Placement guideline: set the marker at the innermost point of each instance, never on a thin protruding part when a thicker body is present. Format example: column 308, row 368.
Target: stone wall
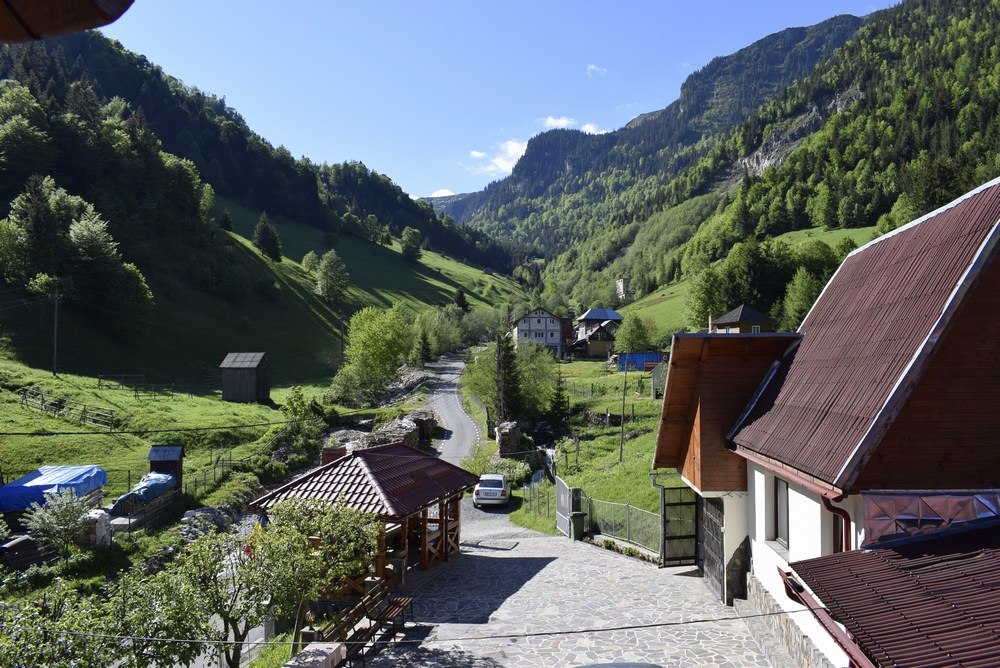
column 508, row 438
column 796, row 644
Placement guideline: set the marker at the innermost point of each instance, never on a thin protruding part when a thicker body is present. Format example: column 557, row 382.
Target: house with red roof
column 415, row 495
column 866, row 440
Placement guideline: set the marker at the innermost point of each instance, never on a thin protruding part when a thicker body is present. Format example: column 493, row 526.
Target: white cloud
column 562, row 122
column 595, row 71
column 500, row 163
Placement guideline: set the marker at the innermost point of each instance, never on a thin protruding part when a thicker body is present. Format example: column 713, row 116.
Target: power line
column 138, row 432
column 498, row 636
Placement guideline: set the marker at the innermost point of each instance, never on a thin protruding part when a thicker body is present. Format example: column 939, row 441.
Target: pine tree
column 411, row 241
column 332, row 278
column 265, row 238
column 225, row 220
column 460, row 300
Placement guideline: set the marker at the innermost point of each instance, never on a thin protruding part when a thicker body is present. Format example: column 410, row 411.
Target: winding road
column 460, row 432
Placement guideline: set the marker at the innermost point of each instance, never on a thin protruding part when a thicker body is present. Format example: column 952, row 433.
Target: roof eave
column 793, row 475
column 907, row 381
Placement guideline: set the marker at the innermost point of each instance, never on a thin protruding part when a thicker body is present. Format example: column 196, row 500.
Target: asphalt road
column 460, row 432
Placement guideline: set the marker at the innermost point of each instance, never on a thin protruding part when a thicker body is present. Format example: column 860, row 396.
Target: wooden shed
column 168, row 459
column 246, row 377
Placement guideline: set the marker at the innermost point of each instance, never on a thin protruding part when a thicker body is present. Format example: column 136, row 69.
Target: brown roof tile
column 391, row 481
column 930, row 602
column 867, row 340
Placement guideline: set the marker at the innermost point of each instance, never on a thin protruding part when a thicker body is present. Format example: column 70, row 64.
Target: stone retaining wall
column 797, row 644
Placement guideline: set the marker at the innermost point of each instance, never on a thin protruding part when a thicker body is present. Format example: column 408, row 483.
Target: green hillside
column 665, row 306
column 190, row 331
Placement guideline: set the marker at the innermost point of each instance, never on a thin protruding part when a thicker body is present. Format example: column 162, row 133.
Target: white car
column 492, row 489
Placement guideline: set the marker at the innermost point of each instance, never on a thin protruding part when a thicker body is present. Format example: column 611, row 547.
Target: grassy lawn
column 860, row 235
column 665, row 306
column 591, row 459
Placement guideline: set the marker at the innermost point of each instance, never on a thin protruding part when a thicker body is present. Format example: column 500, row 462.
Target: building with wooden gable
column 741, row 320
column 246, row 378
column 595, row 333
column 876, row 424
column 415, row 495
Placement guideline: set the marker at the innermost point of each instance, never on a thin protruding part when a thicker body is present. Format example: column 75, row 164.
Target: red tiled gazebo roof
column 391, row 481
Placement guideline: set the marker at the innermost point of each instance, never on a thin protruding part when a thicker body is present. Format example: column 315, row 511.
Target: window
column 781, row 511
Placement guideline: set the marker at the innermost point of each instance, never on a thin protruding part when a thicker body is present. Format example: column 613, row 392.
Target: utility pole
column 55, row 327
column 621, row 439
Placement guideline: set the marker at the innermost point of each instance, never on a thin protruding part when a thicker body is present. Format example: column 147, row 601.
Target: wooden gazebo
column 416, row 496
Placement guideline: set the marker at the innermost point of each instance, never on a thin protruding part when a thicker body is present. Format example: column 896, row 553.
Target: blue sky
column 443, row 96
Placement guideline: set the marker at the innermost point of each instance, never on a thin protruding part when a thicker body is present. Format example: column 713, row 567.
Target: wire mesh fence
column 539, row 497
column 95, row 416
column 624, row 522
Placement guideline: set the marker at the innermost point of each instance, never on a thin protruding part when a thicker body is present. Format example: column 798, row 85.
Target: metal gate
column 680, row 524
column 564, row 506
column 714, row 562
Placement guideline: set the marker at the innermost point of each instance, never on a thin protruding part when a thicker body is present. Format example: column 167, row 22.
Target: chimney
column 332, row 454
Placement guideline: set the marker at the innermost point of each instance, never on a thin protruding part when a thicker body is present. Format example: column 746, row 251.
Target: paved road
column 515, row 597
column 461, row 433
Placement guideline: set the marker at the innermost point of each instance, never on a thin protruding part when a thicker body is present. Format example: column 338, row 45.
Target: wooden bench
column 377, row 611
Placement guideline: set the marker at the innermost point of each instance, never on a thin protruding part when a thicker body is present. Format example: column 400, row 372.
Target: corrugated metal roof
column 165, row 453
column 601, row 314
column 929, row 602
column 742, row 313
column 242, row 361
column 391, row 481
column 867, row 339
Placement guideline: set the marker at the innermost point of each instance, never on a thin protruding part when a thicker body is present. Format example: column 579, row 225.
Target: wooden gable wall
column 947, row 436
column 711, row 380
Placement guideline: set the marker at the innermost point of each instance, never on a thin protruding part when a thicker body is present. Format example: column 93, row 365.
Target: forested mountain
column 569, row 184
column 227, row 154
column 900, row 119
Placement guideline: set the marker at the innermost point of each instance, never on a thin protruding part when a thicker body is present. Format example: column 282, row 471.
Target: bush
column 479, row 462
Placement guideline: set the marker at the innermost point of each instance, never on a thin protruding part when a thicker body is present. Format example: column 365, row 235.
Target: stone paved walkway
column 481, row 608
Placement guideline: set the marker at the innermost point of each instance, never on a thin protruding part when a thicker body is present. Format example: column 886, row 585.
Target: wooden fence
column 95, row 416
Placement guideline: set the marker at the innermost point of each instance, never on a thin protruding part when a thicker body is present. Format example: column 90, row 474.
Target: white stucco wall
column 809, row 526
column 735, row 509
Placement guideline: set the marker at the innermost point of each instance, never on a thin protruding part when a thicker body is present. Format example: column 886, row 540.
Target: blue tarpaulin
column 151, row 486
column 21, row 493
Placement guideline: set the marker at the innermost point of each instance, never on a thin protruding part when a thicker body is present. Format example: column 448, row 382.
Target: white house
column 875, row 424
column 541, row 328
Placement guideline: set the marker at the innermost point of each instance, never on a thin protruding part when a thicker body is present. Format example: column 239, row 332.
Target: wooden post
column 443, row 514
column 380, row 554
column 424, row 547
column 458, row 521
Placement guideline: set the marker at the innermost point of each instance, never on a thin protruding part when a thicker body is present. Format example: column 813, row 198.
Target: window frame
column 781, row 524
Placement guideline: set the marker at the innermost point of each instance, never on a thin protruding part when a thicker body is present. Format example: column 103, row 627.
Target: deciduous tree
column 265, row 238
column 59, row 521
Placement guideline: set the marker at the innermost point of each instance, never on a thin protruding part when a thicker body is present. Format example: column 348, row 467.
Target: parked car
column 492, row 489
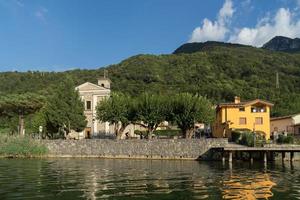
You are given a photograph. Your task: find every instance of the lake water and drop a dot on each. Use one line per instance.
(145, 179)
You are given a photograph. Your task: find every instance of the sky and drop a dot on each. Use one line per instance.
(58, 35)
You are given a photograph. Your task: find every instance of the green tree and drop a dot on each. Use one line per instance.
(118, 110)
(187, 109)
(64, 109)
(21, 105)
(151, 111)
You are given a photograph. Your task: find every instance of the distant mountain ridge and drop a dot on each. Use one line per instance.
(280, 43)
(202, 46)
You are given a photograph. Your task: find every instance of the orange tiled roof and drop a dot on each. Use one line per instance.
(245, 103)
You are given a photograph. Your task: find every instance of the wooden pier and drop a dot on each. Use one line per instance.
(265, 151)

◆ What is expected ◆
Write the lines above out again exactly, without any of their pictures.

◆ Task response ◆
Placement guideline: set the marker at the innermost point of each instance, never on a thin protruding part when a thicker body is present. Format example: column 308, row 368.
Target: stone wall
column 508, row 438
column 796, row 644
Placement guideline: set the marker at the innermost point of each instance, never on a thin protruding part when a thicker body is present. Format example: column 557, row 382.
Target: house with red roof
column 415, row 495
column 866, row 440
Placement guideline: set the marker at the innermost point of each instance, never on a thin protruding part when a thicker body is present. Format example: column 493, row 526.
Target: white cloud
column 562, row 122
column 595, row 71
column 500, row 163
Placement guideline: set the marker at the innermost point of each instance, never on a thin protruding part when a thicker body is present. Format example: column 713, row 116.
Target: power line
column 138, row 432
column 498, row 636
Placement guideline: set the marker at the innermost point of each instance, never on a thin protruding part when a thicker body is present. Format example: column 939, row 441.
Target: pine tree
column 411, row 241
column 332, row 278
column 265, row 238
column 225, row 220
column 460, row 300
Placement guideline: set the marker at the innermost point of each instance, never on a thin protruding part when a thicker body is present. Format example: column 410, row 411.
Target: winding road
column 460, row 432
Placement guideline: set the marker at the innermost point of each instance, never on a thin protruding part when a thicker body is present. Format example: column 952, row 433.
Target: roof eave
column 793, row 475
column 907, row 381
Placement guideline: set the marker at the innermost point of each instance, never on a thin protruding part when a thicker body is present. Format example: column 196, row 500.
Target: asphalt road
column 460, row 432
Placement guideline: set the marker at the innermost point of each instance, never on a thin protruding part when a thicker body is present. Format example: column 860, row 396.
Target: wooden shed
column 168, row 459
column 246, row 377
Placement guideline: set the marker at the innermost point of each instance, never on a thin protruding part when a thicker body is present. Format example: column 136, row 69.
Target: brown roof tile
column 391, row 481
column 930, row 602
column 867, row 340
Placement guideline: set the marker at the innermost point of each instance, never on a thin protruding part when a thicker body is present. Format example: column 70, row 64.
Target: stone retaining wall
column 797, row 644
Placement guideline: set the marker at the innermost point of each instance, never on a thin protruding part when a thicker body is present. Format example: column 408, row 483.
Target: green hillside
column 665, row 306
column 190, row 331
Placement guideline: set the marker at the innermost point of each instance, never on a thin protruding part when a thicker body is present. Format example: column 162, row 133.
Target: white car
column 492, row 489
Placement guideline: set the marker at the innermost point of each instance, never on a thin protruding part when a thicker body is present. Format example: column 611, row 547.
Target: grassy lawn
column 860, row 235
column 665, row 306
column 591, row 459
Placement guideline: set the marker at the innermost point of each instance, never on a thin protruding part when a thicker body is present. Format example: column 500, row 462.
Target: building with wooden gable
column 741, row 320
column 246, row 378
column 595, row 333
column 876, row 424
column 415, row 495
Placement guideline: set the marker at the innermost point of each instance, never on a thin protruding part when a thicker body is present. Format example: column 75, row 164.
Target: red tiled gazebo roof
column 391, row 481
Placement guideline: set the marker at the innermost point of each instance, never on a thin protruding part when a thicker body is present. Format example: column 315, row 511.
Target: window
column 781, row 511
Placement guideline: set the marker at the innermost point of each instance, never on a thin protruding part when a thicker body is present. Format example: column 613, row 392.
Target: utility pole
column 55, row 327
column 621, row 439
Placement guideline: set the marker at the innermost point of each instance, never on a thin protruding part when a thicker body is present. Format example: column 147, row 601.
Target: wooden gazebo
column 416, row 496
Placement guideline: set the marker at the innermost point of each instance, never on a thin protruding part when a thicker body is present. Format example: column 896, row 553.
Target: blue sky
column 443, row 96
Placement guideline: set the marker at the innermost point of each instance, never on a thin protruding part when a thicker body is present. Format example: column 713, row 567.
Target: wire mesh fence
column 539, row 497
column 95, row 416
column 624, row 522
Placement guideline: set the marker at the innermost point of each instance, never on a thin protruding part when a thicker body is present. Format example: column 798, row 85.
Target: metal gate
column 680, row 524
column 564, row 506
column 714, row 562
Placement guideline: set the marker at the innermost point of each instance, never on a thin protruding part when a thicker body is present. Format example: column 167, row 22.
Target: chimney
column 332, row 454
Placement guideline: set the marker at the innermost point of each instance, never on a thin protruding part when a thicker body is present. Format example: column 746, row 251.
Target: paved road
column 515, row 597
column 461, row 433
Placement guideline: set the marker at the innermost point of each instance, never on a thin protruding part when a thicker body is present. Format example: column 338, row 45.
Target: wooden bench
column 377, row 611
Placement guideline: set the marker at the innermost point of each instance, never on a thin protruding part when a thicker body is present. Format example: column 400, row 372.
Target: corrugated metal roof
column 165, row 453
column 601, row 314
column 929, row 602
column 742, row 313
column 242, row 361
column 391, row 481
column 867, row 339
Placement guideline: set the marker at the innermost point of each instance, never on a thin protruding part when a thicker body is present. Format example: column 579, row 225.
Target: wooden gable wall
column 947, row 436
column 711, row 380
Placement guideline: set the marker at the innermost point of each instance, never on a thin protruding part when a thicker body is present. Format example: column 93, row 365.
Target: forested mountain
column 569, row 184
column 227, row 154
column 900, row 119
Placement guideline: set the marker at the innermost point of each instance, never on a thin protruding part when a thicker body is present. Format example: column 282, row 471.
Target: bush
column 479, row 462
Placement guideline: set the marker at the innermost point of each instance, never on a thin protruding part when a thicker body is present. Format example: column 365, row 235.
Target: stone paved walkway
column 481, row 608
Placement guideline: set the marker at the innermost point of each instance, never on a thin protruding part when a thicker body is present. Format example: column 886, row 585.
Target: wooden fence
column 95, row 416
Placement guideline: set the marker at the innermost point of each instance, never on a thin protruding part when a thicker body is present. Format example: column 90, row 474.
Target: white stucco wall
column 809, row 526
column 735, row 509
Placement guideline: set the marker at the innermost point of each instance, never on a thin protruding part when a thicker body is present. Format example: column 886, row 540.
Target: blue tarpaulin
column 151, row 486
column 21, row 493
Placement guideline: set the marker at the innermost point of each instance, never on a thin protruding part when a thicker body is present. Format example: column 448, row 382.
Target: white house
column 875, row 424
column 541, row 328
Placement guideline: set the marker at the innermost point of each instance, never on a thin protruding part when a thicker body is present. Format example: column 239, row 332.
Target: wooden post
column 443, row 514
column 380, row 554
column 424, row 547
column 458, row 521
Placement guideline: set the marker at the innermost point of each instance, never on a thin protruding part when a thicker body is present. Format example: column 813, row 198.
Target: window frame
column 781, row 524
Placement guideline: set the marker at the innermost point of each instance, never on a thin protruding part when a thicker body is present. Format example: column 103, row 627.
Target: deciduous tree
column 265, row 238
column 59, row 521
Placement guideline: set the marker at the innermost point of each instance, never on a thin protruding part when a thicker body is present. Format example: column 348, row 467.
Target: parked car
column 492, row 489
You are given a photograph. Your task: find every instance of the lake water and drop a dot on each. Use one line per instance.
(145, 179)
You are given a photograph. Your task: find every instance of the sky and drop a dot on each. Use one line per instance.
(58, 35)
You are given a photograph. Your task: find every instance of the green tree and drop a dot on each. Use one line per instance.
(118, 110)
(187, 109)
(64, 109)
(21, 105)
(151, 111)
You are given a photograph. Your task: find every instance of the distant mountain ridge and drop a dot on each. Use one line per instance.
(280, 43)
(202, 46)
You are given a photograph. Your task: find every instance of the orange tiled roof and drop a dot on each. Use one line per instance.
(245, 103)
You are given a photograph. Your task: find every instance of the wooden pier and drop a dot on each. Use one line per instance.
(265, 151)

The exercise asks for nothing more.